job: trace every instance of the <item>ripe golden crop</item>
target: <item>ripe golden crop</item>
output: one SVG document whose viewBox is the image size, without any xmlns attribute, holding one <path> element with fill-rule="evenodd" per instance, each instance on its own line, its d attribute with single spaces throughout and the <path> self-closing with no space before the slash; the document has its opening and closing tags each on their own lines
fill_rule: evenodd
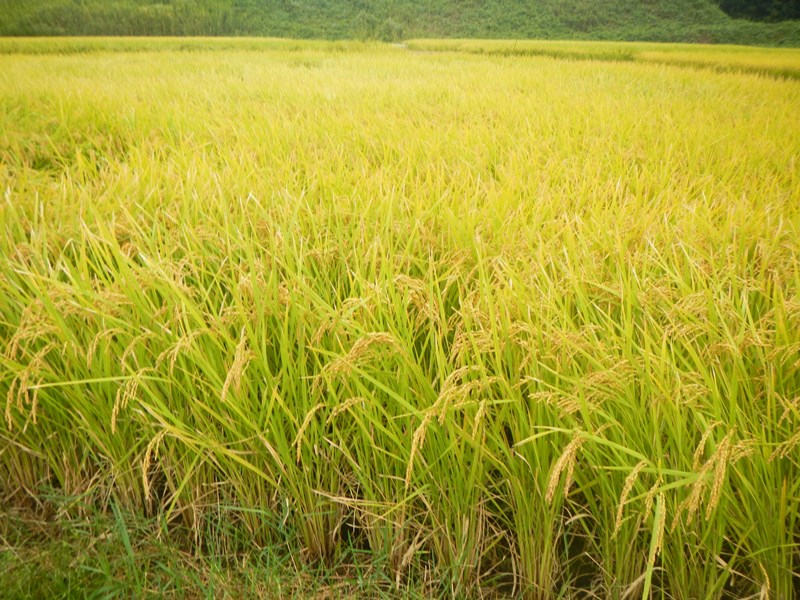
<svg viewBox="0 0 800 600">
<path fill-rule="evenodd" d="M 796 51 L 464 44 L 3 41 L 3 494 L 791 596 Z"/>
</svg>

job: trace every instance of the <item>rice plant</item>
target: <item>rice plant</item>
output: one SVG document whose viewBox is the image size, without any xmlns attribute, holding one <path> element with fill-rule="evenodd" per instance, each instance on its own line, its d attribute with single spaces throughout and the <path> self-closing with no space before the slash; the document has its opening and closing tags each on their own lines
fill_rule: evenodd
<svg viewBox="0 0 800 600">
<path fill-rule="evenodd" d="M 797 81 L 15 44 L 5 502 L 445 596 L 796 593 Z"/>
</svg>

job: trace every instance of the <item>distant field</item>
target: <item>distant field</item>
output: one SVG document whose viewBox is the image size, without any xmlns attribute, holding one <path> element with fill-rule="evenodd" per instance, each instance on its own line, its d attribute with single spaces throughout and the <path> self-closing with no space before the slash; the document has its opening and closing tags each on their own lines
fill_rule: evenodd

Assignment
Reproduce exactly the lines above starting at the line containing "target: <item>ripe golden crop</item>" and ending at the line containing "target: <item>rice plant</item>", including both, but not the pictures.

Response below
target: <item>ripe golden crop</item>
output: one SVG document whose viewBox is the image size, without any xmlns attribute, holding one <path> element with fill-rule="evenodd" per instance, each instance on its own line, its d attribute with single spaces throughout and the <path> self-closing with no space before the slash; the document has its opening and closing tags each on their own lines
fill_rule: evenodd
<svg viewBox="0 0 800 600">
<path fill-rule="evenodd" d="M 796 51 L 464 44 L 3 41 L 3 494 L 791 596 Z"/>
</svg>

job: trace every instance of the <item>rice plant</item>
target: <item>rice plant</item>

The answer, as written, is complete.